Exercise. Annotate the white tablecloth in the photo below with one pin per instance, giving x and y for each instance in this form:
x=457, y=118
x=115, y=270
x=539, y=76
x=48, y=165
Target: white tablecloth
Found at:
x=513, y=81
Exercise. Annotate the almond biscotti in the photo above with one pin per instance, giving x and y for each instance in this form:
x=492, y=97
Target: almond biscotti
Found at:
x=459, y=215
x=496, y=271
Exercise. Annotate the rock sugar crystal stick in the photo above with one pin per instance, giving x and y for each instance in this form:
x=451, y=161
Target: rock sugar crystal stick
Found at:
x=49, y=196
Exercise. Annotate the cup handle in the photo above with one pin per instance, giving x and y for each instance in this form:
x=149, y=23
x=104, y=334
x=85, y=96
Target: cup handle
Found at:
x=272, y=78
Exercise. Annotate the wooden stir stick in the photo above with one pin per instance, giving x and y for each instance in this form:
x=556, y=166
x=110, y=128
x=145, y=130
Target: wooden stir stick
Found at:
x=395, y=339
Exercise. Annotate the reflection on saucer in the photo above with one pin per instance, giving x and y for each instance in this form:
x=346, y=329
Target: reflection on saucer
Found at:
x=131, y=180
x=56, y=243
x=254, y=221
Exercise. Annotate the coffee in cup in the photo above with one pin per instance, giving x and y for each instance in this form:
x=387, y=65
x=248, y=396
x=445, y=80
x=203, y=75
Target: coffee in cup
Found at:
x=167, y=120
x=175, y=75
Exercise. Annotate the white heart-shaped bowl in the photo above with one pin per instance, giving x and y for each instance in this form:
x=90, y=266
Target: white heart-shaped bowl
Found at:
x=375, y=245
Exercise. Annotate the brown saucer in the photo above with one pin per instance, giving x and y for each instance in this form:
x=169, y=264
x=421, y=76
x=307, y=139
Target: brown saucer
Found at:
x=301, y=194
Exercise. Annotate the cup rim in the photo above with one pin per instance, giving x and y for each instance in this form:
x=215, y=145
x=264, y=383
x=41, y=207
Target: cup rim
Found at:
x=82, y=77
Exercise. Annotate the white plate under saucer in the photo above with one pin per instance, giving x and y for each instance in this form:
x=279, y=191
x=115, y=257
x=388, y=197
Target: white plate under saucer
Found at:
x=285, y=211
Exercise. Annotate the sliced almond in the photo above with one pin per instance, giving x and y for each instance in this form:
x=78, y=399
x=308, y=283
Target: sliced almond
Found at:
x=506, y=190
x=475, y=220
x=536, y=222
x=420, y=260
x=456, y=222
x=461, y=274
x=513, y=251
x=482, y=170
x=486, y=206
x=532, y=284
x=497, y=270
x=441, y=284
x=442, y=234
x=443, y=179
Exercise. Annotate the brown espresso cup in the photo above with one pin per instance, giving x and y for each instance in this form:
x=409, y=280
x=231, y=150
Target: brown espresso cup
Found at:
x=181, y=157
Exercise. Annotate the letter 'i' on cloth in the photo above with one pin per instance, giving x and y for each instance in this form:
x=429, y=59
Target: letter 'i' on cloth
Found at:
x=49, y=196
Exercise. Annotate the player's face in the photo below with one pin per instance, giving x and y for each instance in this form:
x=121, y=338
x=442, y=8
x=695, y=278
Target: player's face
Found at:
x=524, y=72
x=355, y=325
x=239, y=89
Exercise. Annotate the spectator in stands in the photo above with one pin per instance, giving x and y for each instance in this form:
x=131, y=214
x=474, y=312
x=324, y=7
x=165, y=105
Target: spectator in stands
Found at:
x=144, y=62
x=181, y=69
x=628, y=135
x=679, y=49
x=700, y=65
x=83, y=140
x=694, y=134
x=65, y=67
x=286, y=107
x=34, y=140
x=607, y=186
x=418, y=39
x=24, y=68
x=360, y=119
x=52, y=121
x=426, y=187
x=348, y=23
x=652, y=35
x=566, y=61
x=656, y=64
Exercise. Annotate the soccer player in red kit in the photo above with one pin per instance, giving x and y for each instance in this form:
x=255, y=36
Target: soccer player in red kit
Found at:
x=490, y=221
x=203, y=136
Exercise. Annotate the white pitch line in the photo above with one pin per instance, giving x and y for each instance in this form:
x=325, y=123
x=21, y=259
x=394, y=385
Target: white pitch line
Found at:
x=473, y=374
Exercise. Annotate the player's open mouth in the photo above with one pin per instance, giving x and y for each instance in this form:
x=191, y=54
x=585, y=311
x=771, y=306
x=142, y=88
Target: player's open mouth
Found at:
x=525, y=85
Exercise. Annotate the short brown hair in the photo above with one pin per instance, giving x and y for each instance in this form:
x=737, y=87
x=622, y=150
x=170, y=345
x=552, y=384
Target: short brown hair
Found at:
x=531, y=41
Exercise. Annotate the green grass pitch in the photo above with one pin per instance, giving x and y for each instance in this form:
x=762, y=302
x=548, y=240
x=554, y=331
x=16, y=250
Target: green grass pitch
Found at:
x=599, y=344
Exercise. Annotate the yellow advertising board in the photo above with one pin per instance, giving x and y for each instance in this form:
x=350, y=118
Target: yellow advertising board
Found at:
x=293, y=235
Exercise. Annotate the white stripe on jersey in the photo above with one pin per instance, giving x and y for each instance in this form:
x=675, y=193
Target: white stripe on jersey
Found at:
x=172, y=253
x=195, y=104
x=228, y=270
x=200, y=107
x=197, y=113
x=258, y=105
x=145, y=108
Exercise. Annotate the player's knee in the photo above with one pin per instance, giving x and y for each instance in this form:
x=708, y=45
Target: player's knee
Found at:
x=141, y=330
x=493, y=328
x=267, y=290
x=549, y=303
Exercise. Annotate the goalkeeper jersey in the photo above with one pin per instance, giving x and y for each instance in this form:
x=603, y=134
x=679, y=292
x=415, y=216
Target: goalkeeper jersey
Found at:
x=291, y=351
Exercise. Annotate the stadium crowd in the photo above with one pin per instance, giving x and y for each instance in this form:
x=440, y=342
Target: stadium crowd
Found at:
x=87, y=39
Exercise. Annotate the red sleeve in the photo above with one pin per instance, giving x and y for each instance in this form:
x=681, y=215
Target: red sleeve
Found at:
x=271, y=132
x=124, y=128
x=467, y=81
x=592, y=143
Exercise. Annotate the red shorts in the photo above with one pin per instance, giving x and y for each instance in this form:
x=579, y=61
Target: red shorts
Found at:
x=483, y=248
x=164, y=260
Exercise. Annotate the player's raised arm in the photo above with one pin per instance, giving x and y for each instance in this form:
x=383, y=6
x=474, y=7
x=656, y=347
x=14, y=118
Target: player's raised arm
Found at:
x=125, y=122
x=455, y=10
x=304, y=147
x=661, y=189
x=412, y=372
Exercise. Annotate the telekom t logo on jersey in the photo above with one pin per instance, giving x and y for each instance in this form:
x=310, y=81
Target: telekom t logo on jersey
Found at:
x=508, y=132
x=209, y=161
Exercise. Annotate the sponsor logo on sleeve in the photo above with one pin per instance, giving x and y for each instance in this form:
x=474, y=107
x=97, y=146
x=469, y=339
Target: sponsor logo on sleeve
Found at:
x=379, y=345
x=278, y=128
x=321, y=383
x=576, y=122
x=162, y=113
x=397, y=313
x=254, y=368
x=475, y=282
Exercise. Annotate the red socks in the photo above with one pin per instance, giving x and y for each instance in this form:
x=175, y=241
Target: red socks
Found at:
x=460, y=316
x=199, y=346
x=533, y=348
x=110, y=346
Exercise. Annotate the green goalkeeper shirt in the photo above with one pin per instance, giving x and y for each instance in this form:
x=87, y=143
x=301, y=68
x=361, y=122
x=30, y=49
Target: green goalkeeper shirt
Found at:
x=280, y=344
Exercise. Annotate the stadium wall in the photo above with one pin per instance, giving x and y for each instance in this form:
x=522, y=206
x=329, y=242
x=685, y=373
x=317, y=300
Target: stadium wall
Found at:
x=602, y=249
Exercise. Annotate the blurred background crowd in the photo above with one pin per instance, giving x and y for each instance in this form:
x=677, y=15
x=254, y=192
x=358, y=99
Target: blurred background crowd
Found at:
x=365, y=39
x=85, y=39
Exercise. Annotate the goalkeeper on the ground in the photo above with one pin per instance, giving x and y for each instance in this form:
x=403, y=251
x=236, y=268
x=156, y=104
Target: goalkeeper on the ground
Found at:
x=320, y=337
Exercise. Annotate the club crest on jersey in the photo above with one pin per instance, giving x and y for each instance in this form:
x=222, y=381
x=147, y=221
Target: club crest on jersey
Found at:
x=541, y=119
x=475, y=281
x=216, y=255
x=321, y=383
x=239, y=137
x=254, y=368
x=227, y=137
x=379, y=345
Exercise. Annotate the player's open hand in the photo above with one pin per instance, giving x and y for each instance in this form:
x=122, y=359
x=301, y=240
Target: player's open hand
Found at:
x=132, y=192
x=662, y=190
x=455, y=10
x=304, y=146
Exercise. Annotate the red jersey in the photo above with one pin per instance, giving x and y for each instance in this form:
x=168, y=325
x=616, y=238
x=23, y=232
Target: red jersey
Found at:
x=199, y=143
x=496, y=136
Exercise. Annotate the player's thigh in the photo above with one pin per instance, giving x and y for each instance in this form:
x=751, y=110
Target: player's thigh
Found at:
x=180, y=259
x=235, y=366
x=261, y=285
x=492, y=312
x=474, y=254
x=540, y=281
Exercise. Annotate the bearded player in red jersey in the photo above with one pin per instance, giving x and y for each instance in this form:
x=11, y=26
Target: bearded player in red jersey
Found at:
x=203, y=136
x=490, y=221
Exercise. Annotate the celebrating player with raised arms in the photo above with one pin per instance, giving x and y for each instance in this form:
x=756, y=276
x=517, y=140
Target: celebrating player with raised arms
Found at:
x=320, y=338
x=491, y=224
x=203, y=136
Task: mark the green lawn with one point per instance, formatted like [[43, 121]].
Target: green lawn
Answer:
-------------------------
Return the lines above unchanged, starting with the line that contains "Exercise. Annotate the goalkeeper on" and going on through the line that contains "x=304, y=146", with both of those lines included.

Exercise. Annotate the goalkeeper on the ground in the photo above with one pin per instance, giving x and y for each instance in this form:
x=403, y=251
x=236, y=268
x=156, y=104
Target: goalkeeper on the ground
Found at:
x=320, y=337
Exercise. Annotate the club crest on jersey in the photo above with one pin per instance, giving x and y for each instance in this form:
x=222, y=381
x=147, y=221
Target: club crest on jersey
Found at:
x=541, y=119
x=475, y=281
x=216, y=255
x=321, y=383
x=239, y=137
x=254, y=368
x=227, y=137
x=379, y=345
Exercise. Annotate the player's open hand in the photo above with one pin per instance, giving x and y for each instance in this form:
x=122, y=359
x=301, y=240
Target: player's open hand
Found at:
x=132, y=192
x=662, y=190
x=455, y=10
x=304, y=146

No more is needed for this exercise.